Required action.
From start to end of the material below, restate each line exactly.

Data to use.
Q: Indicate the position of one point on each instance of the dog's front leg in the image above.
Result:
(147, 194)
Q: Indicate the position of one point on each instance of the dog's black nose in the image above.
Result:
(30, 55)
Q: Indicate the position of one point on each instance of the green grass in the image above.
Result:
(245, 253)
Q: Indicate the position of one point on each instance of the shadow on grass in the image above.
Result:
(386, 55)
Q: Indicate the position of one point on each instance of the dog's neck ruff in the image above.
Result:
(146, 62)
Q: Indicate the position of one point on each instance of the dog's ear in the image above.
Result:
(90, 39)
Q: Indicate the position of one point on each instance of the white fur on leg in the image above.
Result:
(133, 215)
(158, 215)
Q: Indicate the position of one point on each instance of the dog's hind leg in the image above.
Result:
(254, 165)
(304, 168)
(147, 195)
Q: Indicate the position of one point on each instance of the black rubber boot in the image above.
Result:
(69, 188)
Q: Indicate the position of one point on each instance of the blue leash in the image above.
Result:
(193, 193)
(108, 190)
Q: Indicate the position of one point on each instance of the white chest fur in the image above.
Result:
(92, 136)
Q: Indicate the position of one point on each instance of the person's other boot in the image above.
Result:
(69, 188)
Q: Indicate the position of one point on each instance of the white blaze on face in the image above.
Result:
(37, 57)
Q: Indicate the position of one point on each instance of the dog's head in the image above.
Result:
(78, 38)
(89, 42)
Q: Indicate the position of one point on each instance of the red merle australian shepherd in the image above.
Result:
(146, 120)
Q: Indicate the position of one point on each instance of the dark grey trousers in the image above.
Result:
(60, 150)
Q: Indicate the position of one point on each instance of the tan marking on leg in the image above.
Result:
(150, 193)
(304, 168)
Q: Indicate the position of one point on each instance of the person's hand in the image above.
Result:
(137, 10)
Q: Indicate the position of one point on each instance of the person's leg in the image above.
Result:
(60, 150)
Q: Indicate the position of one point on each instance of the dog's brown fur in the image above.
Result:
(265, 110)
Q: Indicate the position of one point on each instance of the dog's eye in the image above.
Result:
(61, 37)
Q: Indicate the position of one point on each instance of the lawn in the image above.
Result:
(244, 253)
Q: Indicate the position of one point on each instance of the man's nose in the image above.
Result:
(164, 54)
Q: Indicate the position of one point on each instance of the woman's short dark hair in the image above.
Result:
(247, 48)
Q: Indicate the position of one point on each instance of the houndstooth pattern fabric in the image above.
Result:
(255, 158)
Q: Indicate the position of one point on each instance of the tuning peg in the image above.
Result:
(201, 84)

Written response.
Q: Indicate the position of one point on each instance of the dog's front leg in the image above.
Result:
(147, 194)
Q: Indicate the position of one point on each instance of the dog's black nose in the image above.
Result:
(30, 55)
Q: Indicate the position of one point on each instance of the green grass in the image above.
Result:
(245, 253)
Q: Indicate the position of one point on each instance of the shadow on grass in the image above.
Result:
(386, 55)
Q: Indicate the position of one point on each instance of the dog's neck ruff in the image above.
Result:
(146, 62)
Q: Indicate the position of one point on each instance of the dog's ear in the image above.
Result:
(90, 39)
Q: Indicate the position of one point on each instance of the white fur on leg in the image above.
Result:
(133, 215)
(158, 215)
Q: Indicate the position of one point on each instance of the dog's hind leg in the image above.
Result:
(254, 165)
(304, 168)
(147, 195)
Q: Indicate the position of one point on each instance of the black rubber boot in the image above.
Result:
(69, 188)
Q: Indicate the position of one point on each instance of the blue leash in the image above.
Result:
(193, 193)
(108, 190)
Q: Indicate the position of one point on each instance of the white chest fur in the image above.
Result:
(92, 136)
Q: Indicate the position of one point on each instance of the person's other boot in the image above.
Result:
(69, 188)
Q: Indicate the position of one point on each instance of the white blaze on face in the image above.
Result:
(37, 57)
Q: Indicate the position of one point on each instance of the dog's head in the image above.
Result:
(78, 38)
(89, 42)
Q: Indicate the position of one point on each instance of the red merle australian shepherd in the image above.
Result:
(146, 120)
Q: Indicate the position of one point on each instance of the dark grey trousers in the image above.
Result:
(60, 150)
Q: Indicate the position of one point on each instance of the tan marking on leg in the image above.
Result:
(150, 193)
(304, 168)
Q: Indicate the position of one point on each instance of the person's hand in the image above.
Result:
(137, 10)
Q: Indicate the position of one point on each instance of the person's leg in the image above.
Result:
(60, 150)
Q: Indicate the position of one point on each instance of the dog's brown fur in the image above.
Result:
(265, 110)
Q: Indicate the position of one point on each instance of the dog's eye in the image above.
Result:
(61, 37)
Q: Indicate the position of one point on each instance of the lawn in the image above.
Result:
(244, 253)
Q: Indicate the position of one point on each instance of the man's nose in the image above.
Result:
(164, 54)
Q: Indicate the position of one point on each instance of the woman's short dark hair in the image above.
Result:
(247, 48)
Q: Indicate the position of one point on each instance of the houndstooth pattern fabric in the image above.
Result:
(255, 158)
Q: Indicate the position of one point on each instance of the tuning peg in the image above.
Result:
(201, 84)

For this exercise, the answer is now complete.